TEXT PASSAGE:
Mask production has been launched in the northeastern Syrian town of Ras al-Ayn under the coordination of southern Turkey’s Şanlıurfa governorship, as part of measures to reduce the spread of the coronavirus.
According to a statement from the governorship on Thursday, disinfection efforts and other measures against the spread of the illness continue to be implemented in the area, which was earlier liberated from terrorist groups as part of Turkey's Operation Peace Spring. The work is to continue under the supervision of the Syria Support and Coordination Center (SUDKOM), a statement from the Şanlıurfa governorship added.
As part of these efforts, a workshop has been established in the town, staffed by local women with the support of the town’s local assembly. The women have had to pass medical checkups, while the workshop itself has been certified to host the highest hygienic standards.
Ras al-Ayn coordinator and District Gov. Erdinç Dolu, who inspected the workplace, stated that they had launched the mask facility in order to also help bring life back to normal in the region as soon as possible.
Stating that there had been no cases yet recorded in the town, Dolu said that measures would still remain at the highest level. According to the district governor, 1,000 masks will be produced by 12 trainee women every day at the workshop.
Access in and out of the town has already been limited, with thermal cameras having been established at its main access points as part of anti-coronavirus measures. While brochures are being provided to the locals with essential information about the outbreak, Peace Spring FM, a radio channel that transmits from Şanlıurfa in Turkish, Kurdish and Arabic, has been raising awareness about the measures that ought to be taken.
On Oct. 9, Turkey launched Operation Peace Spring to eliminate YPG/PKK terrorists from the area east of the Euphrates river in northern Syria to secure Turkey's borders, aid in the safe return of Syrian refugees and ensure Syria's territorial integrity. As part of two separate deals with the United States and Russia, Turkey paused the operation to allow the withdrawal of YPG/PKK terrorists from the planned northern Syria safe zone. Operation Peace Spring put an end to the YPG/PKK's oppression of the residents of the Tal Abyad and Ras al-Ayn regions, thus allowing for the voluntary return of residents who took refuge in Turkey.

Photo-based referring expression data:
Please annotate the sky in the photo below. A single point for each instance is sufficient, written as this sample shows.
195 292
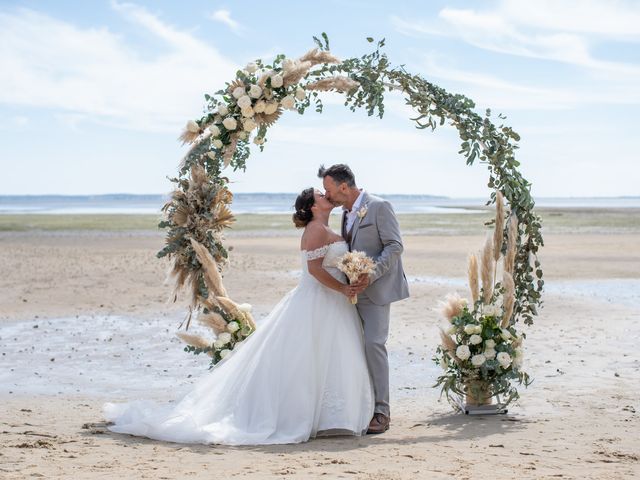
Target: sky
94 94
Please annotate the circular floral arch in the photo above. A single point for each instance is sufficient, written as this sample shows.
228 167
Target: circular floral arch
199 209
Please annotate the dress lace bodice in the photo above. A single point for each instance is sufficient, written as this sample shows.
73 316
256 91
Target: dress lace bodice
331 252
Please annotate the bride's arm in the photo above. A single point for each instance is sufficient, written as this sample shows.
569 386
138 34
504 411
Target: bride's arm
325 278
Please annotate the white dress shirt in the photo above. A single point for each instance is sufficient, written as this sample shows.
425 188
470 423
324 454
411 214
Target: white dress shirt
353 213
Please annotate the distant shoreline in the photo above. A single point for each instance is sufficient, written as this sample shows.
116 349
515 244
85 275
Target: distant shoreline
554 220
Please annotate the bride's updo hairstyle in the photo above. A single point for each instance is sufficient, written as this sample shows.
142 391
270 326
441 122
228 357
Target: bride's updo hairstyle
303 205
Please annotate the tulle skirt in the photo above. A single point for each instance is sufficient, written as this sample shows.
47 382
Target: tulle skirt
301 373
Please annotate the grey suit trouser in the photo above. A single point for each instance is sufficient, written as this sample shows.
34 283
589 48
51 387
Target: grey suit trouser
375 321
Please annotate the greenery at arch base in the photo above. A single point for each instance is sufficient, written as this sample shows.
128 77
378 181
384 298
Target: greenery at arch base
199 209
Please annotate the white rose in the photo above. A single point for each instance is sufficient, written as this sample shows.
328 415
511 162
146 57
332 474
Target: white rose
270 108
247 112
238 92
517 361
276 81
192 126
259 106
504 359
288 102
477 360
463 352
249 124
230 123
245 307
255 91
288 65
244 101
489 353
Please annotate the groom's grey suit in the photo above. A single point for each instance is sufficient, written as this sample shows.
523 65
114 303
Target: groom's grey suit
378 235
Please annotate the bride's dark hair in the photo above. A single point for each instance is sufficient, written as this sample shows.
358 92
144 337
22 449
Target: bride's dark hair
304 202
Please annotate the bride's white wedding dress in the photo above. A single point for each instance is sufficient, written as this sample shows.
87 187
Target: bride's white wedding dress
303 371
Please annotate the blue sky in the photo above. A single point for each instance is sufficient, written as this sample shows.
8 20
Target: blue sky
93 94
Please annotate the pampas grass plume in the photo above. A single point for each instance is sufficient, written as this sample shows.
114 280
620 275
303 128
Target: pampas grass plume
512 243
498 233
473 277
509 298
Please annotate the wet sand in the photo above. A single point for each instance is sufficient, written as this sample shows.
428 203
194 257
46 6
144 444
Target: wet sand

ACTIONS TO TAKE:
1. Translate this sentence from the article on mask production in Ras al-Ayn into Spanish: "According to the district governor, 1,000 masks will be produced by 12 trainee women every day at the workshop."
2. According to the article on mask production in Ras al-Ayn, what has been installed at the town's main access points?
3. Go on with the article on mask production in Ras al-Ayn, picking up after its last sentence.

EXERCISE ANSWERS:
1. Según el gobernador del distrito, 12 mujeres en formación producirán 1.000 mascarillas cada día en el taller.

2. Thermal cameras have been installed at the town's main access points.

3.
Tal Abyad and Ras al-Ayn, together with other liberated areas, have been put back on the road to normalization thanks to reconstruction efforts. Citizens frequently comment that every day is getting better as a result of such works, which have allowed for the restoration of infrastructure, schools and hospitals, while roads and waterworks have also been repaired.
19 confirmed cases in Syria
Meanwhile, as northern Syria escalates measures against the coronavirus despite a lack of confirmed cases in the area, Russia's RIA news agency reported Friday that so far the Syrian regime had recorded 19 cases in the rest of the country.
The regime has closed border crossings with Lebanon and Jordan, while Damascus International Airport has been closed to commercial traffic since the arrival of a final flight from Moscow. Regime newspapers have issued their last print editions and will now only be available online.
Despite only a small number of cases declared, it is believed that the virus was likely more widespread than first thought, owing to low testing capacity and lack of transparency.
The Syrian Observatory, a Britain-based war monitor, previously said that doctors had received threats from the regime not to disclose cases. "Doctors have been instructed to refer to cases that are suspected to be corona infections as severe pneumonia," said its director Rami Abdulrahman.
Syria's damaged health infrastructure and massive displacement of citizens as a result of attacks by the Bashar Assad regime and Russia make potential containment measures a nearly impossible task.
The constant onslaught has caused the deterioration of the physical health of civilians across the country, where malnutrition and poverty is now widespread. Refugees are now at further risk due to living in overcrowded camps where conditions are ideal for the spread of the virus. Camps are generally in poor condition with a lack of access to water, hygiene, medical aid and food.